## Page extract
▽
Healthcare Compliance Training: Unlike Other Compliance Training
It would not be unfair to say that but for the binding legal mandates, most industries would ungrudgingly continue without compliance training. But, can the healthcare industry have that luxury?
Healthcare industry is unique; its value proposition hinges on bettering and prolonging patient lives and life outcomes.
The Healthcare industry was quick to adapt to elearning, to move from paper-based classroom training to LMS-driven compliance tracking. This change provided easier and better tracking of compliance records of training completions and prompt fulfillment of binding legal requirements. While elearning was the clear next logical step, there hasn’t been enough emphasis on the reviewing the efficacy of elearning interventions.
The Healthcare staff are notoriously time-pressed in their work engagements, and elearning does seem a natural best choice for training. But, are we spending too much time and money just checking the box?
Here’s a list of the key features of good healthcare compliance training:
1) It should be patient-centric.
In other words, it should be result oriented. Better health outcomes for patients should be prioritized over merely ticking the checklist per compliance requirement.
2) It should be high on applicability quotient.
Much information in compliance training is never operationalized; Compliance training should not merely close the knowledge gap, it should seek to build performance levels.
3) It should be theoretically sound, scientifically established.
While respecting patient’s cultural beliefs is an accepted norm, the healthcare industry and its practitioners work best with practices and procedures that are theoretically sound and scientifically established. Healthcare and Medical Science is a continuously updated body of knowledge, practice, and procedures. Some safety procedures practiced in 18th century would be considered blatantly unsafe today. New practices and procedures need to be substantiated with research and data.
△
## Task requirements
List every key feature of good healthcare compliance training that the text above numbers.

## Entries provided
▽
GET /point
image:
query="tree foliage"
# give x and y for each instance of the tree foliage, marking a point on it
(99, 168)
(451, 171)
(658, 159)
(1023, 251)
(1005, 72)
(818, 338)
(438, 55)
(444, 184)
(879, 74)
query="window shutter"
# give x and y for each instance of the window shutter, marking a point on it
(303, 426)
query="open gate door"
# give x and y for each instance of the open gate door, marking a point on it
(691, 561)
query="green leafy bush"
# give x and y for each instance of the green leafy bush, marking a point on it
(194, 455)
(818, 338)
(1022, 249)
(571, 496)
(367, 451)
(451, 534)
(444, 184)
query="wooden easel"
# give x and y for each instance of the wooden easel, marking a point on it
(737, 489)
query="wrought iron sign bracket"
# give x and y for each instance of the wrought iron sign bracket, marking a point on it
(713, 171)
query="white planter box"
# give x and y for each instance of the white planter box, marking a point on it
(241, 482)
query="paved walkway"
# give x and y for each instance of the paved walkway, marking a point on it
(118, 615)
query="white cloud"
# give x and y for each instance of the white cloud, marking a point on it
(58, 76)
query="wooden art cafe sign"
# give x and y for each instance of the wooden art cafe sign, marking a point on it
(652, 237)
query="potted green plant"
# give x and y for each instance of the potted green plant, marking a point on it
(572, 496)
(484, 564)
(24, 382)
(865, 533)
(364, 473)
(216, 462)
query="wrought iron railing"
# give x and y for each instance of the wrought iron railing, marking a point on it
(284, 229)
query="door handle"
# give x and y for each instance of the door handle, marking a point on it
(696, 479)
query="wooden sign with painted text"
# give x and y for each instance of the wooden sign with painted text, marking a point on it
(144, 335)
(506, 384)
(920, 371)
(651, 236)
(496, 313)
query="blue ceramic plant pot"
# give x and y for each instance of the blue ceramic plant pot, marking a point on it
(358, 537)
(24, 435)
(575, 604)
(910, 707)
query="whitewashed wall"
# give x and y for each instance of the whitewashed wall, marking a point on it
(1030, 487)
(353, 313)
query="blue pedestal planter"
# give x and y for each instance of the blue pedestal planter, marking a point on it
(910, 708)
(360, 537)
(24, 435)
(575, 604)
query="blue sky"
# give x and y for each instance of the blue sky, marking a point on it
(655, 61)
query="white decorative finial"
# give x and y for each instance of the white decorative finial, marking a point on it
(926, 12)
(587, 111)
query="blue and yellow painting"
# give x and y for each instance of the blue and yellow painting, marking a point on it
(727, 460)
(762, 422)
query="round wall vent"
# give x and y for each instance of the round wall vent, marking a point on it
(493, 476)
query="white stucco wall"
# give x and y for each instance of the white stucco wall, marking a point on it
△
## Answer section
1) It should be patient-centric.
2) It should be high on applicability quotient.
3) It should be theoretically sound, scientifically established.